>>>>>
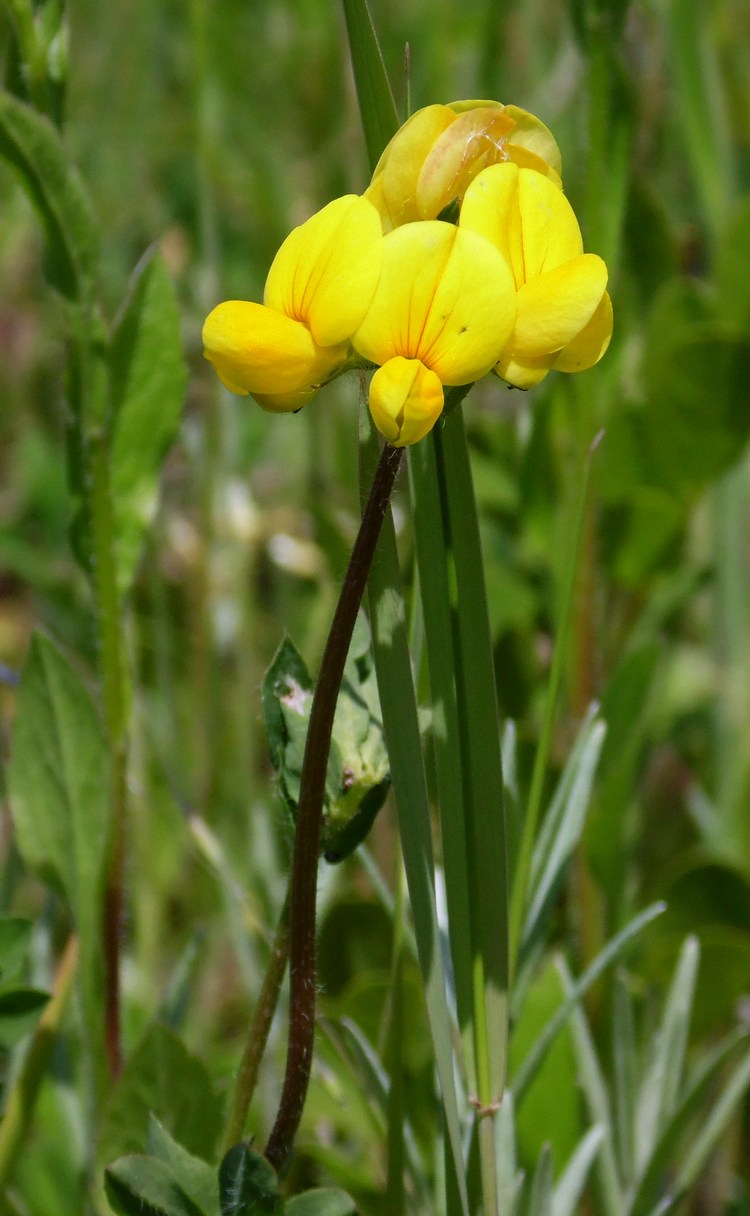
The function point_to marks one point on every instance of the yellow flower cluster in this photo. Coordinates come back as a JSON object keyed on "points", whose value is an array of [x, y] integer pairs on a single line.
{"points": [[463, 257]]}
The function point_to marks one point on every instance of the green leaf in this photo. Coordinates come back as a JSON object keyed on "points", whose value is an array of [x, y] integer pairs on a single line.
{"points": [[733, 258], [674, 1138], [658, 1096], [57, 777], [698, 421], [144, 1186], [33, 146], [58, 783], [196, 1177], [161, 1079], [570, 1187], [404, 742], [377, 107], [147, 388], [593, 1086], [562, 827], [325, 1202], [357, 775], [247, 1183], [712, 1127], [20, 1011], [15, 943], [603, 960], [540, 1200]]}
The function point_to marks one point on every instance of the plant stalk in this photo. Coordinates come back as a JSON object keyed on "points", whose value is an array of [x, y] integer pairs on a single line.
{"points": [[258, 1036], [310, 811]]}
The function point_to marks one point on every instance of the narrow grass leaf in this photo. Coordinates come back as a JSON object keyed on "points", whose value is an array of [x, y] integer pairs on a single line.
{"points": [[703, 106], [432, 546], [377, 106], [712, 1127], [625, 1076], [481, 761], [524, 851], [563, 826], [147, 377], [540, 1197], [570, 1187], [376, 1084], [404, 743], [674, 1138], [508, 1180], [597, 1101], [323, 1202], [660, 1086], [613, 950], [58, 778], [30, 142]]}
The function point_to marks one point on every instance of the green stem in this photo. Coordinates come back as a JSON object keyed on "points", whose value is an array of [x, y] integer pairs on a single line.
{"points": [[258, 1036], [310, 812], [114, 690], [20, 1102]]}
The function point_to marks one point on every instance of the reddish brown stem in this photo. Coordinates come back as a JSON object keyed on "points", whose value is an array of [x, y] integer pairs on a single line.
{"points": [[310, 812]]}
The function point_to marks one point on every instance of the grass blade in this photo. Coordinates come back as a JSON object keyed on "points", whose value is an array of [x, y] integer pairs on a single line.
{"points": [[570, 1187], [404, 743], [659, 1091]]}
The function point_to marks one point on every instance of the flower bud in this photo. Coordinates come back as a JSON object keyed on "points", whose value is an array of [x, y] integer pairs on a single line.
{"points": [[434, 157], [405, 400]]}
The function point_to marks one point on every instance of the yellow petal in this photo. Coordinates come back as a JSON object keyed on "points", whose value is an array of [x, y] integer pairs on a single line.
{"points": [[285, 403], [556, 307], [490, 208], [590, 344], [405, 400], [550, 228], [445, 297], [528, 134], [531, 135], [475, 139], [327, 269], [402, 159], [525, 215], [257, 350]]}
<<<<<
*Assignment*. Skip the images and write out the rest of the listing exactly.

*Reply to the exercise*.
The function point_to marks one point on every instance of the yellow flower cluster in this photo. Coordinates come back as a JSON object keyed on "points", whose value is an array of [x, y] integer pairs on a single line.
{"points": [[463, 257]]}
The function point_to marks one point on every instance of the green leaf in this photo. Coordinates come back as a JSON object keyed on "points", whose value is an array of [x, y] integer pairs on a single line.
{"points": [[733, 258], [674, 1138], [658, 1096], [57, 777], [698, 421], [144, 1186], [33, 146], [58, 783], [196, 1177], [161, 1079], [570, 1187], [404, 742], [377, 107], [147, 388], [593, 1086], [562, 827], [325, 1202], [357, 775], [247, 1183], [712, 1127], [20, 1011], [15, 943], [603, 960], [540, 1200]]}
The function point_to marks one point on every instance of the plant stalk in this photo. Coordinates come back as a JSON object keyed on "points", whose value is an array of [x, y] integer pairs on a single line.
{"points": [[258, 1036], [310, 811]]}
The function point_to marks one point on every instance of the narrow grass leaf in this photo. Coordinates come back as a JSON object keyed on "points", whose value is an array of [x, y] integer pairs on a single line.
{"points": [[703, 106], [432, 546], [377, 106], [712, 1127], [625, 1076], [481, 761], [524, 851], [563, 826], [147, 377], [540, 1197], [570, 1187], [376, 1084], [404, 743], [674, 1138], [508, 1180], [597, 1101], [323, 1202], [660, 1086], [613, 950], [58, 778], [30, 142]]}
The function point_to marks one point on every instance of the green stem in this photo. Coordinates come back as a JSON object keyed on "points", whose value is an array of [x, y] integer pairs on a single line.
{"points": [[258, 1036], [310, 812], [114, 690], [20, 1102]]}
The function point_to marks one point on every instance of the reddish brown stem in this photo. Coordinates come back as a JSON object keyed on "points", whose value is an array of [x, y] integer pairs on a single line.
{"points": [[310, 812]]}
The function point_to marks one point on every instance of the grass blade in this photo. Coordinates come back as a JSON object keyed on "points", whose value is an array of [x, y] integer pairs on a single line.
{"points": [[570, 1187], [404, 743], [659, 1091]]}
The function point_to marks one point on every instance of the flower bud in this photo. Coordinates come back as a JSON object keyed on "points", whose value is an array of [x, y] integer pairs on a single line.
{"points": [[434, 157], [405, 400]]}
The function point_to marks one point on every instance of the yellow petal in this photo. Coordinates come back as a JSON object keyed on "points", whose value is an array of [x, y] integer pairs on a single line.
{"points": [[285, 403], [556, 307], [490, 208], [590, 344], [405, 400], [550, 228], [445, 297], [528, 134], [531, 135], [475, 139], [327, 269], [402, 159], [525, 215], [257, 350]]}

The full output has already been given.